PROMPT: Repeat all of the records below, switching every "observe" to "examine" and keeping everything else the same.

EXERCISE MATERIAL:
──────────────────────────────

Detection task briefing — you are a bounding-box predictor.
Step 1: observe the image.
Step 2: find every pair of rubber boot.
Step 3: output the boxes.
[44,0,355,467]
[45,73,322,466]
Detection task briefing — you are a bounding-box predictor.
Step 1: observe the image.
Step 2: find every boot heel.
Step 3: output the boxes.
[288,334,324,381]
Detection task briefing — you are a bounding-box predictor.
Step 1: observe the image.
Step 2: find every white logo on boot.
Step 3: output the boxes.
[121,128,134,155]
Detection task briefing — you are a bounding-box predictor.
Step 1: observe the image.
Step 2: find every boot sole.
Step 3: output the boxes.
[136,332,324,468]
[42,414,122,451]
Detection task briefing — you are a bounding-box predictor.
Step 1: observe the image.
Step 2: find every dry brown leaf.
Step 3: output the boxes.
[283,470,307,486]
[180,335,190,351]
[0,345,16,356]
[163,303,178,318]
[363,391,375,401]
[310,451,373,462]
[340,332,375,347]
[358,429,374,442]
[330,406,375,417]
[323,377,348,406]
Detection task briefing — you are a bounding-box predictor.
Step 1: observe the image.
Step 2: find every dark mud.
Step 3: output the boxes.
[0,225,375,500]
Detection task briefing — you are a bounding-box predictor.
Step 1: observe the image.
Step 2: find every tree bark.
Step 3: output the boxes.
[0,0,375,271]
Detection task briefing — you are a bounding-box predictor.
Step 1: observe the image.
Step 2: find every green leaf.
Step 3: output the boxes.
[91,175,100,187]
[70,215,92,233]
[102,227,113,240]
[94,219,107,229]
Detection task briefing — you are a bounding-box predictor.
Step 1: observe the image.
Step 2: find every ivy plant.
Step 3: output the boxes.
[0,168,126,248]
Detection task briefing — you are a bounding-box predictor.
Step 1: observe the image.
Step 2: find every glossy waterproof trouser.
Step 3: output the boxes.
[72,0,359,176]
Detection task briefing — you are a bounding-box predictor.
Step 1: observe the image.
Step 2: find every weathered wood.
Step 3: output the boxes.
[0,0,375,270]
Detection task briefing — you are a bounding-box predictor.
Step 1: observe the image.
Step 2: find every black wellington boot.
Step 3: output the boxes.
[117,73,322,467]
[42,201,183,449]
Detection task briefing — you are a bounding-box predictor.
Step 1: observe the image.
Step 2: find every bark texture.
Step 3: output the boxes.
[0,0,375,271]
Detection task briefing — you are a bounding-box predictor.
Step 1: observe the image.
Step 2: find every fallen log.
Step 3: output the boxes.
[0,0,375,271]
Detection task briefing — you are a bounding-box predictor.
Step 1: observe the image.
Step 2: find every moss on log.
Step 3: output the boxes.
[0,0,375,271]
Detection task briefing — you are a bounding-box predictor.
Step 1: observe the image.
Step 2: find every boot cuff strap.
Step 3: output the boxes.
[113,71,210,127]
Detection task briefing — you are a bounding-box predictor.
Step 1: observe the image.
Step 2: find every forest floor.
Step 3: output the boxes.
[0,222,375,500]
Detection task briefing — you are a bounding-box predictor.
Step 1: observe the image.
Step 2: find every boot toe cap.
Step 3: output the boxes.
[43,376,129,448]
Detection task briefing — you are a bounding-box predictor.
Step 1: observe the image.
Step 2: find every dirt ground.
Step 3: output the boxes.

──────────────────────────────

SOLUTION FOR THIS EXERCISE:
Detection task briefing — you are a bounding-box predictor.
Step 1: examine the image.
Step 2: find every pair of rubber boot.
Step 3: output the boxes.
[44,0,355,467]
[45,73,322,466]
Detection task briefing — you are a bounding-box predictor.
Step 1: examine the image.
Step 2: find every boot heel.
Step 3: output the boxes.
[288,334,324,381]
Detection task briefing — you are a bounding-box predictor.
Step 1: examine the image.
Step 2: find every white logo on boot.
Step 3: output the boxes.
[121,128,134,155]
Detection task briefing — you are a bounding-box predictor.
Step 1: examine the image.
Step 2: find every boot sole.
Step 3: output the boxes.
[136,332,324,468]
[42,414,122,451]
Detection task briefing — you are a bounding-box predictor.
Step 1: examine the image.
Step 2: find every dry brown leaf.
Step 3: output the boxes.
[283,470,307,486]
[180,335,190,351]
[0,345,16,356]
[163,303,178,318]
[363,391,375,401]
[310,451,373,462]
[340,332,375,347]
[358,429,374,442]
[330,406,375,417]
[323,377,348,406]
Detection task briefing — you are a bounding-box predictor.
Step 1: examine the image.
Step 2: find every dark mud.
Step 3: output the boxes.
[0,225,375,500]
Detection task briefing — you are a bounding-box predictor.
Step 1: examine the image.
Step 2: find every tree bark.
Step 3: output the boxes.
[0,0,375,271]
Detection task briefing — you are a bounding-box predictor.
Step 1: examine the image.
Step 2: find every green leaf.
Step 3: output the boxes.
[91,175,100,187]
[70,215,92,233]
[102,227,113,240]
[94,219,107,229]
Detection task briefing — you are a bounding-box predictor.
Step 1: examine the image.
Step 2: find every ivy plant.
Step 3: output the boxes.
[0,168,126,248]
Detection task briefing — you are a bounding-box predictor.
Step 1: examine the image.
Step 2: find every glossy waterproof trouser.
Step 3: output the boxes.
[72,0,359,176]
Detection task briefing — you are a bounding-box predictor.
Step 1: examine the image.
Step 2: find every weathered wood.
Step 3: output the boxes.
[0,0,375,270]
Detection task briefing — you are a bounding-box predictor.
Step 1: examine the image.
Step 2: find every black wellington boot.
Step 3: output the boxes.
[117,73,322,467]
[42,201,183,449]
Detection task briefing — you are a bounding-box predictor.
Step 1: examine the image.
Step 2: find every bark texture.
Step 3: output the boxes.
[0,0,375,271]
Detection task briefing — you are a bounding-box predictor.
Step 1: examine the image.
Step 2: find every fallen log.
Step 3: output the boxes.
[0,0,375,271]
Detection task briefing — you are a bounding-box predictor.
Step 1: examine the image.
Step 2: find every moss on log.
Step 3: output the boxes.
[0,0,375,271]
Detection task briefing — you are a bounding-box predictor.
Step 1: examine the image.
Step 2: find every boot cuff strap.
Step 3: output the boxes.
[113,71,210,127]
Detection task briefing — you are a bounding-box predictor.
Step 1: examine the image.
Step 2: find every forest floor.
Step 3: output the boxes.
[0,222,375,500]
Detection task briefing — you are a bounding-box predictor.
Step 1: examine the image.
Step 2: find every boot toe cap.
Step 3: output the boxes.
[43,376,129,448]
Detection task briefing — you are a bounding-box predictor.
Step 1: examine the image.
Step 2: find every dirt ground.
Step 3: output the boxes.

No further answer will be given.